**What is required**
Reproduce the material word for word, starting at the line containing "In the UI shown above, point me to the yellow" and continuing through its final line, and give nothing else.

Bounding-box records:
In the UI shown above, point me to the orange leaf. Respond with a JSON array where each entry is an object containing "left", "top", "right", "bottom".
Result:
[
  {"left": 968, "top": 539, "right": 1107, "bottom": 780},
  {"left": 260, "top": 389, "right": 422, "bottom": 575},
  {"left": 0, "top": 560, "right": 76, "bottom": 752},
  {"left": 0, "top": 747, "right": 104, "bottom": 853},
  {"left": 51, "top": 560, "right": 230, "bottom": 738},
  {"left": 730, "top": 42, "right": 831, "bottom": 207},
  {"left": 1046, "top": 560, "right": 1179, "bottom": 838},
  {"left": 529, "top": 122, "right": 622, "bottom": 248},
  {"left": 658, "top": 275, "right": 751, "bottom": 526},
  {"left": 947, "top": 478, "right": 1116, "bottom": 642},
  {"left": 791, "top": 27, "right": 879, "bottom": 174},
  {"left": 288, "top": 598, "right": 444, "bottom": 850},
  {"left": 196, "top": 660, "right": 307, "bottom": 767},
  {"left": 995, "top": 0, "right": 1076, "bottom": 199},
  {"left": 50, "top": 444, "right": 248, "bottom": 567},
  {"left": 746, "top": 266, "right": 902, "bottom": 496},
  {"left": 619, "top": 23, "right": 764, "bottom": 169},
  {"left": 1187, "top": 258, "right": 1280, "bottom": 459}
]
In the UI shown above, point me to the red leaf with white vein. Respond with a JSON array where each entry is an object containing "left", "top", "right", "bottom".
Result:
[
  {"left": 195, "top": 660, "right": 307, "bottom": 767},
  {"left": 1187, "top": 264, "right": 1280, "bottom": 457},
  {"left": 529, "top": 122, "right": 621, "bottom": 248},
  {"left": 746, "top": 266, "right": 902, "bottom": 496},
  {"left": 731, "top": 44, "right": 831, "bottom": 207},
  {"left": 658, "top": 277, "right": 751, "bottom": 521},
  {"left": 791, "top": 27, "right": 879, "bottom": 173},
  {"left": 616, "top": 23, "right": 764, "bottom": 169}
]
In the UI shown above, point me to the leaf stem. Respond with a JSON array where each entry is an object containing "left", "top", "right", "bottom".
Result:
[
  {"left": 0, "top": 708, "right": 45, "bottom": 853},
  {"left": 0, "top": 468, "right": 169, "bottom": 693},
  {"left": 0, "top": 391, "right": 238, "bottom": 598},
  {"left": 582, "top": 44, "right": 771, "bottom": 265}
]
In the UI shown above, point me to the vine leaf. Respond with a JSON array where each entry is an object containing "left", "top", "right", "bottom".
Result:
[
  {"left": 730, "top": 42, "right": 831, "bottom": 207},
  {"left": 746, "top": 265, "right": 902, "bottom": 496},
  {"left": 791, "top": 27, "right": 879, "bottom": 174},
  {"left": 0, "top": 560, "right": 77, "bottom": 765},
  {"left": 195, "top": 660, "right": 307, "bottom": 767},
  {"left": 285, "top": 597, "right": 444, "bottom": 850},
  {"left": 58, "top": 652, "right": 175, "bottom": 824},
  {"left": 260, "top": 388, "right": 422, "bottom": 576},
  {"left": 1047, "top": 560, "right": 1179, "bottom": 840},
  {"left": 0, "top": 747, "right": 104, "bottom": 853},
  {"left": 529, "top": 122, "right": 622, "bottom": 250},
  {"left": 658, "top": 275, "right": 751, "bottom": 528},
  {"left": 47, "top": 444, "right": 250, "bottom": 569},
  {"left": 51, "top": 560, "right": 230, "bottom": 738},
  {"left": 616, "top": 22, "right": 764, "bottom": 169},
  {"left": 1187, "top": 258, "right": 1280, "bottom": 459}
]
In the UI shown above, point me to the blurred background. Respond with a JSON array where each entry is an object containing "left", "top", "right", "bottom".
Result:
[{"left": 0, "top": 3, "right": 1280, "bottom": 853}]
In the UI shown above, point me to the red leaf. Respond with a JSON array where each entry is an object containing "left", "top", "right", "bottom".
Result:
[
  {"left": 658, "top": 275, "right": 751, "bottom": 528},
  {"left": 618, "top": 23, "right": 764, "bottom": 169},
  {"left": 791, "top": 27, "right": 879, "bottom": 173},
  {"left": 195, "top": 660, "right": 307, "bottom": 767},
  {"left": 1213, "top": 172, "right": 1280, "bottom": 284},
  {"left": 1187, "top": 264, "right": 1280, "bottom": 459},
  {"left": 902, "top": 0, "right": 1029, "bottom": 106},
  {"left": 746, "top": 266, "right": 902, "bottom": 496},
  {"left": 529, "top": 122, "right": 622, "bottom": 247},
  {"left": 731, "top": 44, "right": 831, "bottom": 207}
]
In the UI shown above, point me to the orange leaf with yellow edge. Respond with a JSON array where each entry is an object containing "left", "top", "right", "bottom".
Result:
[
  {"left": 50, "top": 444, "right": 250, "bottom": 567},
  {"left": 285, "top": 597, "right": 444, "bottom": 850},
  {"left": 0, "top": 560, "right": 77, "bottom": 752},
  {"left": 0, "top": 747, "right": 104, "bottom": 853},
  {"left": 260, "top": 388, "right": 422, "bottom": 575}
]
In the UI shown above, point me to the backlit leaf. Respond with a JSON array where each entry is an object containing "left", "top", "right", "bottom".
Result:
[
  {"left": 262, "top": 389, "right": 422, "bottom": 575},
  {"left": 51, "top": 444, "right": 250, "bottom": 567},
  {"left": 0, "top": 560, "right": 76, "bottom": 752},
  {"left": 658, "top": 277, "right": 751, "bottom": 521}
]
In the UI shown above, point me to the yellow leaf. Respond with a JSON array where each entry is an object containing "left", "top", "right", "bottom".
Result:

**Correct output**
In the UI shown above, point me to the yellow leaf. Respond with a JSON array where each entry is an object containing "left", "top", "right", "bottom".
Result:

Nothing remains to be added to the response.